▶ WHAT THE TASK REQUIRES
Copy the data as given. No line may be skipped.

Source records
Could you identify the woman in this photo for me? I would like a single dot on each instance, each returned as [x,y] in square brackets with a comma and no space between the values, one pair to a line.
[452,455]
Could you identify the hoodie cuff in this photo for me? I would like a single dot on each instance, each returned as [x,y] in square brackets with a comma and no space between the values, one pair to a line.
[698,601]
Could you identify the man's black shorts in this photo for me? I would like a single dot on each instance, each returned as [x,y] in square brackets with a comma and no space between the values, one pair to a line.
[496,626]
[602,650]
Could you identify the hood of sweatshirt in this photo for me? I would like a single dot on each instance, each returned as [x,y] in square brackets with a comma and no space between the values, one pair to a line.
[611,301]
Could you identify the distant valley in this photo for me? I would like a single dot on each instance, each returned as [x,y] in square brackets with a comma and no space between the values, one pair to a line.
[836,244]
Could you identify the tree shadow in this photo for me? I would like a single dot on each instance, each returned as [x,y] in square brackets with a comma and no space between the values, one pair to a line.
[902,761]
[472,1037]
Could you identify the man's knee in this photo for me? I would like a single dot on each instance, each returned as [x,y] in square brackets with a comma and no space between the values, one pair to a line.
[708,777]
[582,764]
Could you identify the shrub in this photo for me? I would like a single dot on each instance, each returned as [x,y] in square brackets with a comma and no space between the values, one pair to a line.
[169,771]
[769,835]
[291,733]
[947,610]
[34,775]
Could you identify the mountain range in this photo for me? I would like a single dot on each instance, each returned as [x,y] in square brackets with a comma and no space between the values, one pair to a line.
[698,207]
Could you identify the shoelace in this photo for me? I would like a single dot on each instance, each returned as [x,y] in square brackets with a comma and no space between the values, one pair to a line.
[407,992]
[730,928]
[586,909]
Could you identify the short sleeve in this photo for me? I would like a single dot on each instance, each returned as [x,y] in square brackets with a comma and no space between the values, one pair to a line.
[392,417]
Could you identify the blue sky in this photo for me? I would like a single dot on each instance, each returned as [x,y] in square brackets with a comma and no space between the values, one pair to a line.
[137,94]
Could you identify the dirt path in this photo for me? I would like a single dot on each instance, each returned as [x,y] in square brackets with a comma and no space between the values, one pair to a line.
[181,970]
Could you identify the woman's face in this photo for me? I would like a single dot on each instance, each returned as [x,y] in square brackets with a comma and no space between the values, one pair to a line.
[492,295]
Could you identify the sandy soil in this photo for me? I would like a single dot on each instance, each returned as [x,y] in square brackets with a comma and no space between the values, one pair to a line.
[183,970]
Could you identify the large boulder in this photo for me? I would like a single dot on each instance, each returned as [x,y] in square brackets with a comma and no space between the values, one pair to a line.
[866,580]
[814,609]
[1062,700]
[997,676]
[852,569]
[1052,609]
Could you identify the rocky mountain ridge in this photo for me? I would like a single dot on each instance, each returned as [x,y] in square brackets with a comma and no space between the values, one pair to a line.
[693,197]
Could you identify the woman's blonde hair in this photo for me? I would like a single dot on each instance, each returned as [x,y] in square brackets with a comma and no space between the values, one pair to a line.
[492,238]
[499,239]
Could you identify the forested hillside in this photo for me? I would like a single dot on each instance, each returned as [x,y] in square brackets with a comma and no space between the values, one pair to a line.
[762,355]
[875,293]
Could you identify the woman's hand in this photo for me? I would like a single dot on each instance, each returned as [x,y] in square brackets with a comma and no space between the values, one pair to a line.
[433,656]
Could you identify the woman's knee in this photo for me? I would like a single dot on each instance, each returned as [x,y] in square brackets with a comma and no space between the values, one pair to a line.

▶ OUTPUT BELOW
Could you identify the woman in this photo for me? I would like a single dot on each instance, each returned as [x,y] in square brackets with a comma and no space between the values, one pair to a line.
[452,455]
Could you identify the hoodie cuff in this photo for me? I would like a single dot on each instance, each returned as [x,y] in square brackets with a comma and no space between the values, one pair to a line.
[698,601]
Could you identify the man's black shorts in this photo for me? I would like a single dot on each instance, each returned as [x,y] in square brackets with a comma and no space between the values, one pair to a line.
[496,626]
[602,650]
Could you identify the hood of sweatshirt in this photo for me? I would like a single dot on each instance, each returned as [x,y] in square brackets with a comma and no space between the values, one pair to a line.
[611,301]
Could you identify the distant valley in this photo for me? I would like a single dot on each instance, each returned as [x,y] in square brackets with a comma and no space between the values, one pair to a line.
[836,244]
Could you identify the tree shadow in this photo for me? I would like a single dot on each instance, each returned as [x,y] in square brackets with a comma and no space between the values, one pair to a line.
[902,761]
[472,1037]
Could you identify the man's knee in this photo for me? I would like a single dot on each instance, each returned as [x,y] in square brackets with a comma and no space between the values, one pair to a line.
[708,777]
[582,764]
Could you identify the shrub in this photo for me? I would like a single dot on each instance, each returned as [x,y] in square brackets with a comma and no space between the values, one pair to a line.
[169,771]
[769,835]
[291,733]
[947,610]
[34,775]
Could you identify the mountain range in this photo for me? I would like a single dot on each instance, each returned as [x,y] in square brackets with a comma and no space between the values, one pair to a line.
[698,207]
Could you identify the shoelace in this photo for me? I would like a single dot on each instance, each returned as [x,y] in square brackets with a comma and no space between the values, one pair to a line.
[407,992]
[730,928]
[586,909]
Could you identify the short sleeve in this photo for me? I would like a single dot on each instance, each returned as [x,y] in square brackets with a comma and no space between the values, one pair to a line.
[392,417]
Could you identify the blue sky in this photo for me? I would like a single dot on each instance, each returned as [x,y] in square brackets with a comma and no space between the values, one pair to a line.
[137,94]
Could you identify the dirt path in this photo for me? I would like a single dot on each instance, each returned as [x,y] in square brackets with a comma and no space between the values, one pair to a line.
[181,970]
Could you identify the woman's face in this photo for me? I would like a single dot on each instance, each returned as [x,y] in square brackets with a comma and no space between the values, one pair to a line.
[492,295]
Could you identify the sandy soil in this photo for me? I would like a single dot on each instance, each returned as [x,y] in square brackets with a comma and no space between the values, one pair to a line.
[183,970]
Could you identify the large boulder in this photo for me? I would like a single dot on each instance, each returned as [x,y] in square brackets with a comma and no space between the values, one pair to a line.
[866,580]
[814,609]
[1062,700]
[997,676]
[852,569]
[1052,609]
Could you identify the rocky mountain ridge in this photo for me? I would like a single dot on each instance, each returned as [x,y] in square brackets with a comma and no space between the values, one pair to a line.
[693,197]
Could you identify the woman's blonde hair in this photo for me? I would like a single dot on each instance, each returned as [x,y] in square brackets with a comma and no space between the values, one pair to a line.
[492,238]
[499,239]
Could you identify the forested hillside in this photo for me? I would like a single dot on each instance, each returned as [x,y] in square brackets with a comma and no space between the values, one pair to a line.
[762,355]
[875,293]
Could you identify the woman's hand in this photo for me? I would like a single dot on each instance, each returned as [x,y] in square brackets with a comma and no space between the values, one pair to a line.
[433,656]
Could you identify the woman's knee in this photo for me? I would like a single dot on each instance, each returned as [x,y] in square brackets with a comma and no space between the values, one pair to a line.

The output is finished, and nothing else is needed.